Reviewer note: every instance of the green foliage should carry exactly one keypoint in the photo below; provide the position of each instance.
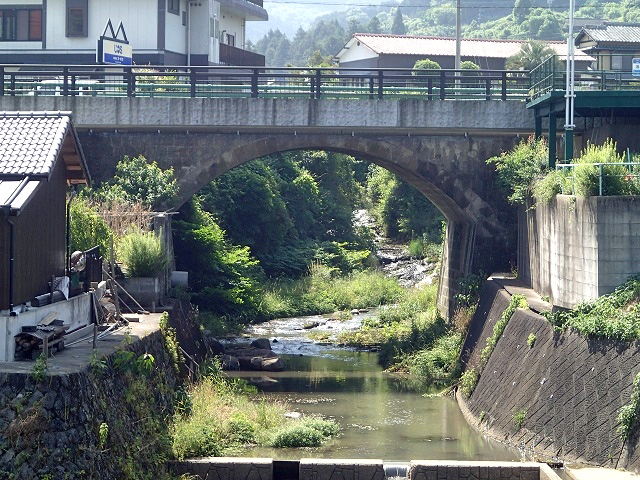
(103, 433)
(39, 369)
(628, 414)
(171, 341)
(425, 64)
(518, 168)
(546, 188)
(143, 254)
(517, 301)
(531, 54)
(615, 316)
(87, 229)
(519, 418)
(531, 340)
(139, 181)
(222, 420)
(468, 382)
(311, 432)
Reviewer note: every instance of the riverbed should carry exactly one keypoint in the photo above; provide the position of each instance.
(382, 415)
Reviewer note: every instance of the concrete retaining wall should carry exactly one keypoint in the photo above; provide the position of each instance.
(576, 249)
(570, 387)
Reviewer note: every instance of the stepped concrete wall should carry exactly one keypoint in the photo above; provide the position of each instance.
(576, 249)
(570, 386)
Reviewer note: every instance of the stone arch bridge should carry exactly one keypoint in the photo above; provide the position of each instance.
(439, 146)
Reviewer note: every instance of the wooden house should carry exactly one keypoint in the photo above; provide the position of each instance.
(40, 157)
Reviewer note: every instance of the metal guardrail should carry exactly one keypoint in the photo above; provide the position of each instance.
(260, 82)
(632, 173)
(551, 76)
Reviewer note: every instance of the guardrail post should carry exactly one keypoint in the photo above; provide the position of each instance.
(192, 82)
(254, 83)
(318, 83)
(65, 81)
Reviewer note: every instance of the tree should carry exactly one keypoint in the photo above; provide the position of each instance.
(531, 54)
(398, 27)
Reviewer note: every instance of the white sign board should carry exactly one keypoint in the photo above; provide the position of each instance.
(116, 53)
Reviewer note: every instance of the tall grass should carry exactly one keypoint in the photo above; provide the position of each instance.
(218, 418)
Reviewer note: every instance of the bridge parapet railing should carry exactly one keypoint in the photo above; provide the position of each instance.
(616, 178)
(261, 82)
(602, 73)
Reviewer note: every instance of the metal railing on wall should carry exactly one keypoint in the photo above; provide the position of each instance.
(260, 82)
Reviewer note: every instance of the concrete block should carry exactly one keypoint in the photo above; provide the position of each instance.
(341, 469)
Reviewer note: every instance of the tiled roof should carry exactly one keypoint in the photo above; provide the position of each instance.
(30, 142)
(446, 46)
(613, 32)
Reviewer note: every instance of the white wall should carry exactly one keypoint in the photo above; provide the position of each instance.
(74, 312)
(140, 19)
(233, 25)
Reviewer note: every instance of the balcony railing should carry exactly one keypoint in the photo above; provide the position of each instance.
(242, 58)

• [What you should do] With the pictures left out, transcribe the material exactly.

• [Solution to this exercise]
Reviewer note: every instance of the green foliage should carry exactly one keypoint in the photo below; provide the position of each instance.
(103, 433)
(39, 369)
(628, 414)
(171, 341)
(425, 64)
(518, 168)
(546, 188)
(143, 254)
(517, 301)
(531, 54)
(615, 316)
(87, 229)
(519, 418)
(531, 340)
(139, 181)
(222, 420)
(468, 382)
(311, 432)
Reviewer note: every instance of the riverbed should carry exactly one keypoint in the photo above; provide the position of each instance.
(382, 415)
Reviewer note: every instance of the concrete retaining wall should carry exactly one keypoint in the photo above; provide the position of each instance.
(576, 249)
(570, 387)
Reviewer note: every instance of the stepped concrete wall should carry exactly one keypoint in the photo above; provide the position of each instance.
(576, 249)
(570, 386)
Reviewer note: every instance of the stone arch bridge should carry exactly one keypoint in the photo above; provide the position of each instance.
(439, 146)
Reviewer note: every instance of the wooden house should carry exactly one keypoint in the photo above; provide the position of each instance.
(40, 157)
Reviewer note: every instance of the metal guardrail should carry exactly one keypoint in the photo above; provide the position of each instance.
(260, 82)
(632, 173)
(551, 76)
Reviewer note: every instance of the guardrail post should carry exactly one keypoint in the photo above; provide the position of each instance.
(192, 82)
(254, 83)
(318, 83)
(65, 81)
Reviewer note: every instance of the tree should carry exactly one keypoint in the photo above; provide the position of each instance.
(531, 54)
(398, 27)
Reviewer note: every instance of the white sign board should carry exactly one keypoint in the photo above; provide the position of each instance.
(116, 53)
Reviewer note: every instance of the tall grass should carry exactly one keypoint in the photo above; provide the position of each instance.
(218, 418)
Reviewer note: every instance of the bridge parapet railing should carry exactly one keypoint in the photo above; provide the position of each instance.
(616, 178)
(261, 82)
(602, 73)
Reviewer note: every instance of the metal railing on wall should carry exactly one keypoint in the photo above; provide the position of each instance.
(260, 82)
Reviewer note: every instance of the concrete block should carry exactly one keypoint in the photo above; provide the position of each instance.
(341, 469)
Reviewer note: every instance of the tiled roof should carry exactly one keypoint in the photo above; provide the position of each instance.
(30, 142)
(446, 46)
(613, 32)
Reviewer note: every instance of the white wall should carry exactly one keypoint in the photo above; provide the position of each instance.
(74, 312)
(140, 19)
(233, 25)
Reviewer note: every instance of the balcony railing should carry exactly one keypoint in the photo above; provide the position of each instance.
(242, 58)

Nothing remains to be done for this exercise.